CONSIGNES.
**a)** Selon l'arrêt de la cour d'appel de Versailles, quelle juridiction a rendu la décision déférée à la cour, et à quelle date ?
**b)** Extrayez de l'arrêt de la cour d'appel de Versailles le passage qui commence par « Greffier, lors des » et se poursuit jusqu'à « société A2M Conseil. », sans y apporter la moindre modification.
**c)** Rédigez la suite de l'arrêt de la cour d'appel de Versailles dans l'affaire opposant la société RIDORET MENUISERIE à la société PARIS CHARENTON, à partir de la dernière phrase de l'extrait.

EXTRAIT SOURCE.
☆ ☆ ☆ ☆ ☆ ☆ ☆

N° RG 17/04328 – N° Portalis DBV3-V-B7B-RTHM

AFFAIRE :

Société RIDORET MENUISERIE

C/

Société PARIS CHARENTON

Décision déférée à la cour : Jugement rendu le 23 Mai 2017 par le Tribunal de Grande Instance de NANTERRE

N° chambre : 7ème

N° RG : 15/12625

Expéditions exécutoires

Expéditions

Copies

délivrées le :

à :

Me Martine DUPUIS

Me Michèle DE KERCKHOVE

REPUBLIQUE FRANCAISE

AU NOM DU PEUPLE FRANCAIS

LE VINGT CINQ MARS DEUX MILLE DIX NEUF,

La cour d’appel de Versailles, a rendu l’arrêt suivant dans l’affaire entre :

Société RIDORET MENUISERIE

N° Siret 302 001 797 R.C.S. La Rochelle

Ayant son siège […]

[…]

prise en la personne de ses représentants légaux domiciliés en cette qualité audit siège

Représentant : Maître Martine DUPUIS de la SELARL LEXAVOUE PARIS-VERSAILLES, avocat postulant, du barreau de VERSAILLES – N° du dossier 1757816 – vestiaire : 625

Représentant : Maître Catherine CIBOT-DEGOMMIER, avocat plaidant, du barreau de LA ROCHELLE – Case 28

APPELANTE

****************

Société PARIS CHARENTON

N° Siret : 528 741 499 R.C.S. Nanterre

Ayant son siège […]

[…]

prise en la personne de ses représentants légaux domiciliés en cette qualité audit siège

Représentant : Maître Michèle DE KERCKHOVE de la SELARL BVK AVOCATS ASSOCIES, avocat postulant, du barreau de VERSAILLES – N° du dossier 17718272 – vestiaire : C.26

Représentant : Maître Julien LAMPE de l’AARPI FRECHE ET ASSOCIES, avocat plaidant, du barreau de PARIS – Vestiaire R 211

INTIMEE

****************

Composition de la cour :

L’affaire a été débattue à l’audience publique du 7 Janvier 2019, Madame Isabelle DE MERSSEMAN, conseiller, ayant été entendu en son rapport, devant la cour composée de :

Madame Brigitte AZOGUI-CHOKRON, Président,

Madame Anna MANES, Président,

Madame Isabelle DE MERSSEMAN, Conseiller,

qui en ont délibéré,

Greffier, lors des débats : Madame Françoise DUCAMIN

FAITS ET PROCEDURE,

En 2013, la société PARIS CHARENTON a entrepris la construction d’un ensemble immobilier de 58 logements et trois commerces à Charenton-le-Pont dans le Val de Marne, sous la maîtrise d”uvre d’exécution de la société A2M Conseil.

☆ ☆ ☆ ☆ ☆ ☆ ☆

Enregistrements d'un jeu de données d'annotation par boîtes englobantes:
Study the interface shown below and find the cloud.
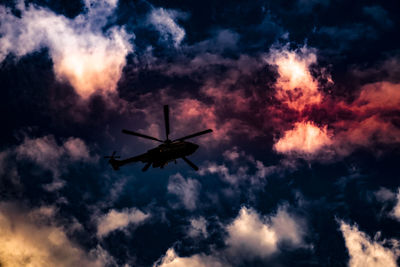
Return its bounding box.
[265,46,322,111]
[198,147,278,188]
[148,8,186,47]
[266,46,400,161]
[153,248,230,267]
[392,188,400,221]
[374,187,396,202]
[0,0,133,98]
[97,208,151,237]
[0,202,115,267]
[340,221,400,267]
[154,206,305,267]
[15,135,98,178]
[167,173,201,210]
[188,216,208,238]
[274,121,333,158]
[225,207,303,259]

☆ ☆ ☆ ☆ ☆ ☆ ☆

RÉPONSES PAR CONSIGNE.
**a)** Le Tribunal de Grande Instance de Nanterre, le 23 mai 2017.

**b)**
Greffier, lors des débats : Madame Françoise DUCAMIN

FAITS ET PROCEDURE,

En 2013, la société PARIS CHARENTON a entrepris la construction d’un ensemble immobilier de 58 logements et trois commerces à Charenton-le-Pont dans le Val de Marne, sous la maîtrise d”uvre d’exécution de la société A2M Conseil.

**c)**
La société PARIS CHARENTON a confié à la société RIDORET MENUISERIE, selon marchés du 1er février 2013, les lots :

– 10 menuiseries extérieures aluminium pour un prix forfaitaire de 313.352 euros T.T.C.,

– 11 menuiseries extérieures PVC et occultations pour un prix de 303.784 euros T.T.C,

– 13 menuiseries intérieures pour un prix de 290.628 euros T.T.C..

Selon le contrat, les travaux devaient débuter le 1er février 2013 et s’achever le 30 décembre 2013 (incluant 30 jours d’intempéries).

Des travaux supplémentaires et moins-values sur les lots n° 10 et 13 ont été prévus entre les parties, suivant ordres de services subséquents.

Les travaux ont été réceptionnés le 26 juin 2014, avec réserves.

La société RIDORET MENUISERIE a adressé au maître d”uvre de l’opération, la société Alexandre Horde Architecte missionnée en remplacement de la société A2M Conseil, et au maître d’ouvrage, ses mémoires en vue de l’établissement du décompte général définitif permettant le paiement :

– le 28 novembre 2014, concernant les lots 10 pour 326.240,35 euros T.T.C. et 13 pour 319.805,07 euros T.T.C. ,

– le 30 janvier 2015, concernant le lot 11 pour 137.448,77 euros T.T.C. .

Malgré plusieurs mises en demeure adressées à la société PARIS CHARENTON le 30 mars, 10 avril, 22 mai 2015, la société RIDORET MENUISERIE n’a pas reçu en retour ses décomptes généraux définitifs.

Son conseil a adressé une nouvelle mise en demeure le 31 juillet 2015, restée infructueuse.

Par acte du 2 septembre 2015, la société RIDORET MENUISERIE a assigné la société PARIS CHARENTON devant le juge des référés du tribunal de grande instance de Nanterre afin de voir ordonner la délivrance d’une garantie de paiement. La société RIDORET MENUISERIE ayant obtenu satisfaction, le juge des référés a ordonné le retrait du rôle de l’affaire par ordonnance du 17 novembre 2015.

Par acte du 30 septembre 2015, la société RIDORET MENUISERIE a assigné la société PARIS CHARENTON en paiement du solde de ses travaux devant le tribunal de grande instance de Nanterre.

Les projets de décomptes généraux ont été adressés par le maître d”uvre à la société RIDORET MENUISERIE les 20 et 23 novembre 2015 et notifiés par le maître de l’ouvrage le 29 août 2016, en cours de procédure.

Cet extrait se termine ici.